North Korea is sending mixed messages to South Korea in the age of the coronavirus: Earlier this week, Pyongyang conducted its first short-range ballistic missile test in more than three months, then broke its hostile silence by sending well-wishes to the South Korean president.
North Korean leader Kim Jong Un penned a letter to South Korean President Moon Jae-in Wednesday, expressing concern for Moon’s health and wishing him luck in battling the nationwide COVID-19 outbreak. South Korea has at least 6,284 confirmed cases of the virus as of midafternoon March 6, and 42 deaths. Meanwhile, North Korea claims to have zero cases.
Pyongyang’s latest mixed signals are perplexing for North Korea analysts, who can only guess why Kim Jong Un would both conduct hostile launches and send warm regards in a matter of days.
“It’s strange behavior. I mean, it’s weird, and I just can’t fully explain it,” said Peter Ward, a researcher on the North Korean economy and writer for NK News. “The missile test is probably a signal of displeasure on the alliance front with the U.S., and the letter to Moon is more about setting corona-related mood music. But I’m not entirely sure what’s going on — it doesn’t really make sense to me.”

◆ Supplied records ◆
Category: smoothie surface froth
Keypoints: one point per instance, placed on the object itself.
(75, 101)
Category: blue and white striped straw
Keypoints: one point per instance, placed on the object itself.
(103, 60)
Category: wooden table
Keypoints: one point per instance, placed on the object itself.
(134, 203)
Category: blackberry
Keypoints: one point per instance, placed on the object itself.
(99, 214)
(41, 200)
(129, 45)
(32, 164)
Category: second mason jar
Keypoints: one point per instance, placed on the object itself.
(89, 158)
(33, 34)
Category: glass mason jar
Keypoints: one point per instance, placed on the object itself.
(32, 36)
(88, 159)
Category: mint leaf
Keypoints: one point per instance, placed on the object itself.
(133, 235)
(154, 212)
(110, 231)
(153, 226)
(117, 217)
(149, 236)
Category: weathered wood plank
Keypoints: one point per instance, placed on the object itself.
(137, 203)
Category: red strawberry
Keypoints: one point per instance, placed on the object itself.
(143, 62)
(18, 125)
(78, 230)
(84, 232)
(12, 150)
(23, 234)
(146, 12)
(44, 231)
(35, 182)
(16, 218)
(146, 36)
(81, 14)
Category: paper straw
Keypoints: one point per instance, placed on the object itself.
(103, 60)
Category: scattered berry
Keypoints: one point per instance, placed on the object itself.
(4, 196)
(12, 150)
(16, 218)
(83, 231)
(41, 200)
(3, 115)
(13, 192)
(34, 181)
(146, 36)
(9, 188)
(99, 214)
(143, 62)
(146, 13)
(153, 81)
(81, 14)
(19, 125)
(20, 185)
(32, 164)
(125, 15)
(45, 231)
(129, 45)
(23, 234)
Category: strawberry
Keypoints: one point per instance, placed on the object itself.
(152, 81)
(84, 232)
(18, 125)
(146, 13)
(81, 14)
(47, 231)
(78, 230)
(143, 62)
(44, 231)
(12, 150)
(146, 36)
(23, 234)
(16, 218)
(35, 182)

◆ Required action 1 ◆
Return the passage of the North Korea article starting with "North Korea is" and going on through "matter of days.", word for word.
◆ Required action 2 ◆
Resume the article on North Korea's mixed signals to South Korea, picking up right after its final sentence.

◆ Output 1 ◆
North Korea is sending mixed messages to South Korea in the age of the coronavirus: Earlier this week, Pyongyang conducted its first short-range ballistic missile test in more than three months, then broke its hostile silence by sending well-wishes to the South Korean president.
North Korean leader Kim Jong Un penned a letter to South Korean President Moon Jae-in Wednesday, expressing concern for Moon’s health and wishing him luck in battling the nationwide COVID-19 outbreak. South Korea has at least 6,284 confirmed cases of the virus as of midafternoon March 6, and 42 deaths. Meanwhile, North Korea claims to have zero cases.
Pyongyang’s latest mixed signals are perplexing for North Korea analysts, who can only guess why Kim Jong Un would both conduct hostile launches and send warm regards in a matter of days.

◆ Output 2 ◆
South Korea condemned the March 2 missile launches, expressing “strong regret” for North Korea’s actions. Kim Jong Un’s sister, Kim Yo Jong — who met President Moon personally during the height of diplomacy at the 2018 Pyeongchang Winter Olympics — fired back, accusing South Korea of acting like a “frightened dog barking.”
“Training is the basic mission of the army responsible for the defense of the country and is an action for self-defense,” she said in a signed statement March 3. “The drill was not aimed to threaten anybody.”
Experts can only speculate why Kim Yo Jong decided to downplay the launch of short-range ballistic missiles, which have been used as a tool for turning up political pressure on adversaries like South Korea and the United States in the past.
“[North Korea] could be trying to normalize rocket tests — the idea that, basically, North, they think these activities should be treated as normal and not problematized by the international community,” Ward said. “They are hoping that, if they keep doing them, they will no longer be newsworthy.”
Last August, President Donald Trump strayed from the typical U.S. response of condemning short-range missile tests, stating that he had “no problem” with them and that they were “very standard.”
On the other hand, some experts believe the missile launch is a way for North Korea to flex its strength while preparing the ground for future international aid.
“Recent military exercises and his sister‘s tough comments about South Korea could be intended to shore up domestic political strength before Pyongyang makes a quiet bid for international assistance,” Leif-Eric Easley, an associate professor of international studies at Ewha Womans University in Seoul, told VOA News.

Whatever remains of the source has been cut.